---- Quoted passage
|
|
| Micro Stakes Limit Discussions of micro stakes limit Texas Hold'em |
05-07-2011, 09:36 AM
|
#1
|
|
stranger
Join Date: Mar 2011
Posts: 7
|
Winrate required sample size
I was looking around trying to find out how many hands I'd have to play before being confident of my win rate...
I found this formula, which I think is based on a normal distribution (is poker?) and a 95% confidence interval:
1.96*(standard deviation)=(winrate)*(square root of number of hands)
For me, my SD is 17BB/100, i'm winning at 3BB/100 (and want to be winning at that in n hands anyway, somewhere there abouts), so the formula works out at
n=([1.96*17]/[3/100])^2
=1.09 million hands
Please tell me that isn't right!
The other option is that the SD is 17/100 which makes sense, but then:
n=([1.96*17]/3)^2=123 hands
Is there something I'm doing wrong or is this just the way it is? I'm playing .25/.5 6-max limit holdem btw if that makes any difference at all.
--------
*Exercise directions*. In the forum post about win rate sample size, what game and stakes does the poster say they play?
---- Dataset
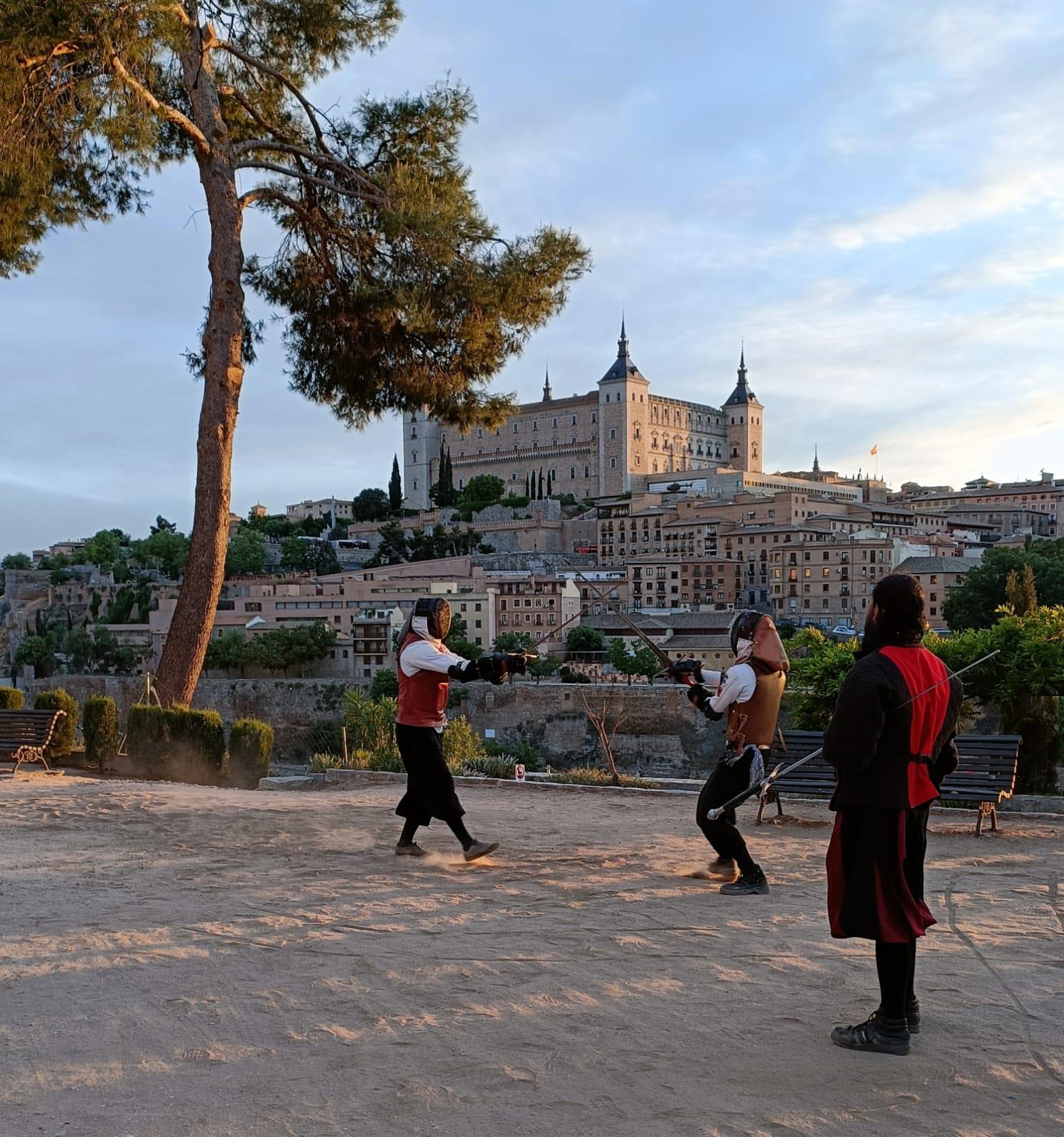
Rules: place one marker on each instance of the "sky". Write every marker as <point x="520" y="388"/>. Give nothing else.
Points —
<point x="869" y="195"/>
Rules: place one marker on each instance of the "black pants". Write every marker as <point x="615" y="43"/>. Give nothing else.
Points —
<point x="430" y="787"/>
<point x="726" y="782"/>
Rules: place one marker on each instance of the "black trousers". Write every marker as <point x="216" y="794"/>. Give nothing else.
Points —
<point x="430" y="787"/>
<point x="726" y="782"/>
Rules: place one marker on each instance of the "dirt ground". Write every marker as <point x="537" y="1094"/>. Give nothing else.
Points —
<point x="221" y="964"/>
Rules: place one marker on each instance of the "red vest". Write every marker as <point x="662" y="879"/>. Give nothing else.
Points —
<point x="422" y="696"/>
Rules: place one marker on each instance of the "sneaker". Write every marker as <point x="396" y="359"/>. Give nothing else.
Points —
<point x="876" y="1035"/>
<point x="724" y="868"/>
<point x="480" y="848"/>
<point x="748" y="884"/>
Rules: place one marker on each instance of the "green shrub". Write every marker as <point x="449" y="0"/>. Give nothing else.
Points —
<point x="100" y="728"/>
<point x="11" y="699"/>
<point x="522" y="750"/>
<point x="66" y="728"/>
<point x="146" y="733"/>
<point x="461" y="744"/>
<point x="596" y="776"/>
<point x="250" y="746"/>
<point x="371" y="726"/>
<point x="195" y="735"/>
<point x="324" y="737"/>
<point x="488" y="767"/>
<point x="387" y="763"/>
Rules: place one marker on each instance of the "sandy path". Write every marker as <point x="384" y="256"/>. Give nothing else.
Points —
<point x="186" y="961"/>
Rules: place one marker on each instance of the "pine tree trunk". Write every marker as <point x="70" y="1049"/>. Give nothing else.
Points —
<point x="223" y="375"/>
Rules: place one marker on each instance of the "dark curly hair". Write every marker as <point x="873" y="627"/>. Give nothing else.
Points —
<point x="901" y="619"/>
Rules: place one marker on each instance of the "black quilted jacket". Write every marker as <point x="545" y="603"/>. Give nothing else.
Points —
<point x="871" y="736"/>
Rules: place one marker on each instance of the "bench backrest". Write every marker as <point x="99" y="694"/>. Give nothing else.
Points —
<point x="31" y="729"/>
<point x="986" y="771"/>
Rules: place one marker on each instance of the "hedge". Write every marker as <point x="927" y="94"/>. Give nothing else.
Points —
<point x="195" y="735"/>
<point x="250" y="746"/>
<point x="178" y="733"/>
<point x="66" y="728"/>
<point x="146" y="733"/>
<point x="11" y="699"/>
<point x="100" y="728"/>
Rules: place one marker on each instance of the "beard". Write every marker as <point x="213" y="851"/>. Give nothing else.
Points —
<point x="874" y="638"/>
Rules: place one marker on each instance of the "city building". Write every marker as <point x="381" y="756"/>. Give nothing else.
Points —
<point x="936" y="576"/>
<point x="828" y="579"/>
<point x="610" y="441"/>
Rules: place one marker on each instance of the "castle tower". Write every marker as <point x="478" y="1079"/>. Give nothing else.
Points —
<point x="421" y="458"/>
<point x="743" y="422"/>
<point x="623" y="407"/>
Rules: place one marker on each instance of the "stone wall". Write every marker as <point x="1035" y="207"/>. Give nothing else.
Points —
<point x="661" y="733"/>
<point x="291" y="706"/>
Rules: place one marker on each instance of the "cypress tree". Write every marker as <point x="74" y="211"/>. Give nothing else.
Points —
<point x="394" y="487"/>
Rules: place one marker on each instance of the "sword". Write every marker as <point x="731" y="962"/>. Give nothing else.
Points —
<point x="781" y="771"/>
<point x="662" y="655"/>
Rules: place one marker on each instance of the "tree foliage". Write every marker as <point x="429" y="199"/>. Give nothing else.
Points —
<point x="372" y="505"/>
<point x="984" y="588"/>
<point x="398" y="291"/>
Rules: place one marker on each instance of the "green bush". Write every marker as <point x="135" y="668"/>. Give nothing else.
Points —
<point x="195" y="735"/>
<point x="488" y="767"/>
<point x="100" y="728"/>
<point x="522" y="750"/>
<point x="595" y="776"/>
<point x="371" y="726"/>
<point x="11" y="699"/>
<point x="324" y="737"/>
<point x="146" y="733"/>
<point x="66" y="728"/>
<point x="461" y="744"/>
<point x="250" y="746"/>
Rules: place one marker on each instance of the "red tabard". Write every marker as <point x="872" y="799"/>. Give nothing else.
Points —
<point x="422" y="696"/>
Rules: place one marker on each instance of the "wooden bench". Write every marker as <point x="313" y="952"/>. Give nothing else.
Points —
<point x="986" y="775"/>
<point x="24" y="736"/>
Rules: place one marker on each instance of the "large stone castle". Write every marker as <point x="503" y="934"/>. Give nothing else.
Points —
<point x="607" y="441"/>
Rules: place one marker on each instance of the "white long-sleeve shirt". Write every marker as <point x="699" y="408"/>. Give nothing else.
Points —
<point x="428" y="655"/>
<point x="740" y="681"/>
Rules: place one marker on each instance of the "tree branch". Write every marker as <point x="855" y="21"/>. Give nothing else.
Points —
<point x="362" y="195"/>
<point x="284" y="80"/>
<point x="163" y="109"/>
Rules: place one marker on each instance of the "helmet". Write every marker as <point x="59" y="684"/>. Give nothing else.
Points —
<point x="431" y="617"/>
<point x="761" y="631"/>
<point x="743" y="627"/>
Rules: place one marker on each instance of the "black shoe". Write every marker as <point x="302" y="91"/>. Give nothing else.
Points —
<point x="749" y="884"/>
<point x="912" y="1015"/>
<point x="876" y="1035"/>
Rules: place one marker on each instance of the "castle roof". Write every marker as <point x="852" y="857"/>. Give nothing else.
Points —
<point x="623" y="367"/>
<point x="743" y="395"/>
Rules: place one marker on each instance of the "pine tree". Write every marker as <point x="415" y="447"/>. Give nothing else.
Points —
<point x="375" y="212"/>
<point x="1021" y="591"/>
<point x="394" y="488"/>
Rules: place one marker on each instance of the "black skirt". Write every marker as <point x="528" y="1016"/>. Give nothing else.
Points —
<point x="876" y="875"/>
<point x="430" y="787"/>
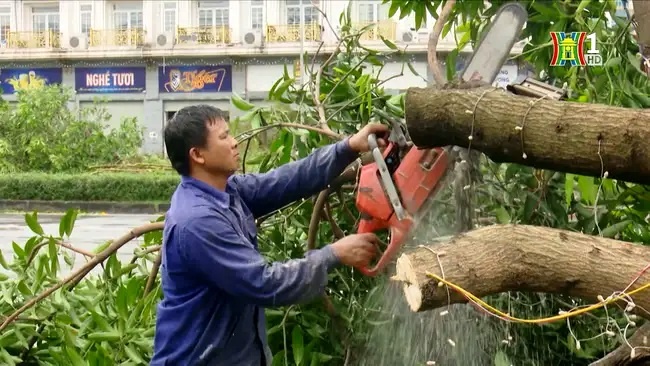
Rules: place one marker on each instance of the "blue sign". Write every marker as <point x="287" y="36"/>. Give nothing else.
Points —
<point x="195" y="79"/>
<point x="13" y="80"/>
<point x="110" y="79"/>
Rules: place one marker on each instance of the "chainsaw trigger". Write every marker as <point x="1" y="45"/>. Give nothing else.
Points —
<point x="397" y="238"/>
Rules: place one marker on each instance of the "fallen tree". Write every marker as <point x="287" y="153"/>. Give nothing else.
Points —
<point x="581" y="138"/>
<point x="503" y="258"/>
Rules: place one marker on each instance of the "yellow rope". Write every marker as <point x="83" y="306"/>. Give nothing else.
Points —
<point x="568" y="314"/>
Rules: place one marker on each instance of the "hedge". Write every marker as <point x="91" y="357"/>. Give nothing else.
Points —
<point x="111" y="187"/>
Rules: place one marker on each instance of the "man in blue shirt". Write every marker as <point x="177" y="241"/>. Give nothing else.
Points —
<point x="215" y="282"/>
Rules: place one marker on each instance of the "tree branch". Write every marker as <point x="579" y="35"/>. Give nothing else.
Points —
<point x="78" y="275"/>
<point x="432" y="51"/>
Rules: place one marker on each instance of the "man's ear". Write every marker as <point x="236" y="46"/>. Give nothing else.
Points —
<point x="196" y="155"/>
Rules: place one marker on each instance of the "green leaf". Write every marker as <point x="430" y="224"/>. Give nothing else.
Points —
<point x="3" y="261"/>
<point x="612" y="230"/>
<point x="74" y="357"/>
<point x="501" y="359"/>
<point x="104" y="336"/>
<point x="613" y="62"/>
<point x="298" y="345"/>
<point x="32" y="223"/>
<point x="66" y="224"/>
<point x="388" y="43"/>
<point x="568" y="188"/>
<point x="502" y="215"/>
<point x="587" y="189"/>
<point x="133" y="355"/>
<point x="240" y="103"/>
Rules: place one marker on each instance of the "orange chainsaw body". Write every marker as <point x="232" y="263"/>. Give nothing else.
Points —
<point x="416" y="178"/>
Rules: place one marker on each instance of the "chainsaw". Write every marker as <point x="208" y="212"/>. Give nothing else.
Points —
<point x="394" y="190"/>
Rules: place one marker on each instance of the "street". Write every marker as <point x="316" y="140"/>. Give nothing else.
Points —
<point x="89" y="232"/>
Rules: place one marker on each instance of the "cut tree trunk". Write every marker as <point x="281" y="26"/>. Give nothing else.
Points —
<point x="581" y="138"/>
<point x="503" y="258"/>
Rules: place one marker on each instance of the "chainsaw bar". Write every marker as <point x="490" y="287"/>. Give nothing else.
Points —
<point x="496" y="44"/>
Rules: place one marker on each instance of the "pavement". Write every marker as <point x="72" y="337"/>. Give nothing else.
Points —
<point x="90" y="231"/>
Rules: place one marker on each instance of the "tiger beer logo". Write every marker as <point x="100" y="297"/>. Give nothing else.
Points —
<point x="194" y="80"/>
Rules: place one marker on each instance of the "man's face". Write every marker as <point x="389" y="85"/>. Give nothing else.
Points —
<point x="220" y="155"/>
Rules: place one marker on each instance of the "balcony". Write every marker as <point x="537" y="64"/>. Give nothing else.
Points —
<point x="44" y="39"/>
<point x="204" y="35"/>
<point x="374" y="31"/>
<point x="291" y="33"/>
<point x="116" y="37"/>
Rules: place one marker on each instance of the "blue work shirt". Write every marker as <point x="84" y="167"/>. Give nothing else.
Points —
<point x="214" y="280"/>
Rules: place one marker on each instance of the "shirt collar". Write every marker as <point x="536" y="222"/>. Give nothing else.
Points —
<point x="220" y="197"/>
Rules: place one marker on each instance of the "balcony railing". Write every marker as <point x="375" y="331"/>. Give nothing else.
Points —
<point x="43" y="39"/>
<point x="116" y="37"/>
<point x="204" y="35"/>
<point x="374" y="31"/>
<point x="291" y="33"/>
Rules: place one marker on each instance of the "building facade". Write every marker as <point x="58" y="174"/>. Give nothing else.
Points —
<point x="149" y="58"/>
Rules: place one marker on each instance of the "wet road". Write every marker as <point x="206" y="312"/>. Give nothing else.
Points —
<point x="89" y="232"/>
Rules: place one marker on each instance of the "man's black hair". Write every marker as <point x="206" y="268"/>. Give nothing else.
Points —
<point x="187" y="129"/>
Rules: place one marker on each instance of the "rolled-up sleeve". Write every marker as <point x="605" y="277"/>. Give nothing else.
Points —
--------
*Solution for this task*. The poster plays .25/.5 6-max limit hold'em.